Jones v. Nix

334 S.W.2d 891 | Ark. | 1960

George Rose Smith, J.

This is a suit by the appellant to foreclose a real estate mortgage executed by Henry Dodd on February 9, 1957, securing a note for $256. The debtor died, insolvent, on November 13 of that year, and his estate was administered in the probate court. In the course of those proceedings the administrator obtained an order for the sale of the land in question, for the payment of debts. The land was duly sold on April 14, 1959, to the appellee Estes, who bid and paid $260 for the property. The sale was promptly confirmed, and Estes received a deed from the administrator.

Thereafter, on June 22,1959, the appellant filed this foreclosure suit against Estes and the mortgagor’s heirs. The complaint seeks an in rem foreclosure decree against the land. After a trial on the merits the chancellor announced two reasons for dismissing the complaint: First, the plaintiff had failed to prove that Dodd executed the note sued upon, and, secondly, the proceedings in the probate court were a bar to the maintenance of a suit to foreclose the mortgage.

**Dataset extract:**

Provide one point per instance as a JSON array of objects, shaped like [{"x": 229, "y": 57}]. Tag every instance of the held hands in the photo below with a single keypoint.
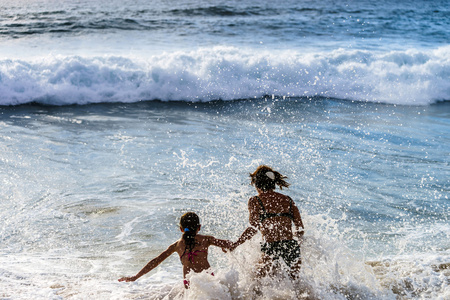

**Task directions:**
Answer these about the court opinion in Jones v. Nix:
(a) What amount was the note that the mortgage secured?
(b) Who bought the land at the probate sale, and for how much?
(c) On what date did the appellant file the foreclosure suit?
The material has no connection to the court opinion.

**Reply:**
(a) $256
(b) The appellee Estes bought it for $260.
(c) June 22, 1959